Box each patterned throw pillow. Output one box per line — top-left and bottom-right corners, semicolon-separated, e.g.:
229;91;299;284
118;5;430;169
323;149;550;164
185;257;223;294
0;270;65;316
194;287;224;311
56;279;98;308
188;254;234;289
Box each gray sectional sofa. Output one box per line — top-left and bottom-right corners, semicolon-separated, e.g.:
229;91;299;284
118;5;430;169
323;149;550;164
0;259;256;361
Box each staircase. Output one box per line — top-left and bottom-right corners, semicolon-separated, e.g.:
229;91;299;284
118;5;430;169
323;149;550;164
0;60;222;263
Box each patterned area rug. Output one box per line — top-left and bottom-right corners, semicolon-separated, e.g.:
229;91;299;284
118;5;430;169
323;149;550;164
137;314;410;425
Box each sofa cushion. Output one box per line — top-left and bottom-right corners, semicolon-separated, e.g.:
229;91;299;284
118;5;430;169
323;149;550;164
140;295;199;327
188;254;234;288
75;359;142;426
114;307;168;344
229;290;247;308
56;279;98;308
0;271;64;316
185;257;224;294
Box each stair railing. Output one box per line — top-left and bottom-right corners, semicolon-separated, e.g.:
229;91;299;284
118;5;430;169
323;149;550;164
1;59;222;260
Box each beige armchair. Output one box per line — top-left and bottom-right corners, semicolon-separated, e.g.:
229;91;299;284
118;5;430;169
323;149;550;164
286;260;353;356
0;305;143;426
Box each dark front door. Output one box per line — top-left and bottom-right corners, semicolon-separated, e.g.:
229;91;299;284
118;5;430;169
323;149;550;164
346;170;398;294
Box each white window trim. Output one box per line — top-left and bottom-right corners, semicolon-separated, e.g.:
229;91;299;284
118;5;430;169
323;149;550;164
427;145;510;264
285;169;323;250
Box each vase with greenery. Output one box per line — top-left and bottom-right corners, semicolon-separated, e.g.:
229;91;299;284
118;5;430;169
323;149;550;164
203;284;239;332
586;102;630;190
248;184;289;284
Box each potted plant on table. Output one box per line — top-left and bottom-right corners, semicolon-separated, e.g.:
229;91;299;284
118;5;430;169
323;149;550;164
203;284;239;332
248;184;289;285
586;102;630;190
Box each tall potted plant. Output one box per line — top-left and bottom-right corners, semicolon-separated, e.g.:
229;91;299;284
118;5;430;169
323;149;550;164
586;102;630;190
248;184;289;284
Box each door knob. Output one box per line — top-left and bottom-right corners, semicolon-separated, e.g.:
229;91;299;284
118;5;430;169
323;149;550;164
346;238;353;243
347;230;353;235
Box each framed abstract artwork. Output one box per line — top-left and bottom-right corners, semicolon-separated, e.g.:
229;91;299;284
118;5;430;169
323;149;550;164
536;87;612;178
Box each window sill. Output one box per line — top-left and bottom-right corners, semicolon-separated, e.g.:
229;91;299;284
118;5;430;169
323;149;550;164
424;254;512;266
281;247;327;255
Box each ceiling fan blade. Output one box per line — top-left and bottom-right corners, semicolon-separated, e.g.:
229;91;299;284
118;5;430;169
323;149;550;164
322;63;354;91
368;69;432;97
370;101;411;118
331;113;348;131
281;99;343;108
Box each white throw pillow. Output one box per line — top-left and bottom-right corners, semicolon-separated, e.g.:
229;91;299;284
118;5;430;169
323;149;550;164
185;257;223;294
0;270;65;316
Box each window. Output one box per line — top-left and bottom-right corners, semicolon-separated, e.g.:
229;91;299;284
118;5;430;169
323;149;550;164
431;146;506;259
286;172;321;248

What is needed:
Start to finish, restate the records above word for word.

Output of the exercise:
Box each patterned throw pillow. Output one box per line — top-left and bottom-right corners, semicolon-separated, e.g.:
229;91;299;284
118;5;430;169
323;149;550;164
185;257;223;294
0;270;65;316
194;287;224;311
56;279;98;308
188;254;234;289
Box each gray sectional sofa. Output one box per line — top-left and bottom-right corners, semicolon-separated, e.g.:
229;91;299;284
118;5;430;169
323;149;550;164
0;259;256;361
Box each staircase. Output one box per line — top-left and bottom-right corners, semicolon-separated, e.g.:
229;91;299;284
118;5;430;169
323;149;550;164
0;60;222;263
Box each patterned area rug. Output one box per line — top-left and bottom-right corners, semicolon-separated, e.g.:
229;91;299;284
118;5;430;169
323;149;550;164
137;314;410;425
Box each sofa cushion. Output one box per line — top-left and bottom-right corners, semicolon-separated, e.g.:
229;91;299;284
118;5;430;169
323;149;550;164
140;295;199;327
188;254;234;288
75;359;142;426
114;307;168;344
229;290;247;308
56;279;98;308
0;271;64;316
185;257;224;294
Box each stair railing. Output one box per line — top-left and bottom-right corners, semicolon-separated, e.g.:
229;91;299;284
118;5;430;169
323;149;550;164
1;59;222;260
Box each beige armchair. Output one box per line — top-left and bottom-right corners, semicolon-separated, e.g.:
229;91;299;284
118;5;430;169
323;149;550;164
286;260;353;356
0;305;143;426
Box each dark front door. Output one box per line — top-left and bottom-right corners, semicolon-separated, e.g.:
229;91;299;284
118;5;430;169
323;149;550;164
346;170;398;294
Box each white window trim. Output one box per line — top-left and bottom-right corners, semicolon-separated, e.g.:
229;91;299;284
118;5;430;169
323;149;550;164
427;145;510;264
285;169;323;250
Box each vase with greenery. Output one box per line — top-left and bottom-right corners, semicolon-separated, e.g.:
229;91;299;284
118;5;430;169
323;149;550;164
203;284;239;332
586;102;630;190
248;184;289;284
Box each potted plant on table. Output one box per line — top-left and bottom-right corners, semicolon-separated, e.g.:
229;91;299;284
118;5;430;169
323;149;550;164
203;284;239;332
248;184;289;285
586;102;630;190
Box each tall potted plant. Output one box per line — top-left and bottom-right corners, semicolon-separated, e.g.:
229;91;299;284
118;5;430;169
323;149;550;164
586;102;630;190
248;184;289;284
Box each door knob. Output one box per line — top-left and bottom-right corners, semicolon-separated, e.g.:
229;91;299;284
118;5;430;169
323;149;550;164
346;238;353;243
347;230;353;235
Box each framed abstract artwork. Output one box per line — top-left and bottom-right corners, semicolon-separated, e.g.:
229;91;299;284
118;5;430;169
323;149;550;164
536;87;612;178
Box each window sill. Output one box per line — top-left and bottom-right corners, semicolon-separated, e.g.:
229;91;299;284
118;5;430;169
323;149;550;164
424;254;512;266
281;247;327;255
Box each ceiling fan blade. Output one box per line — top-left and bottom-right corners, semicolon-separated, e.g.:
229;91;299;284
118;5;430;169
323;149;550;164
322;63;354;91
368;69;432;97
370;101;411;118
331;113;348;131
281;99;343;108
Box each white throw pillow. Output one box per line — top-left and bottom-right corners, semicolon-separated, e.g.:
229;91;299;284
118;5;430;169
323;149;550;164
185;257;223;294
0;270;65;316
Box each window. Output one box per line — top-left and bottom-right corners, semicolon-separated, e.g.:
229;91;299;284
118;5;430;169
323;149;550;164
431;146;506;259
286;172;321;248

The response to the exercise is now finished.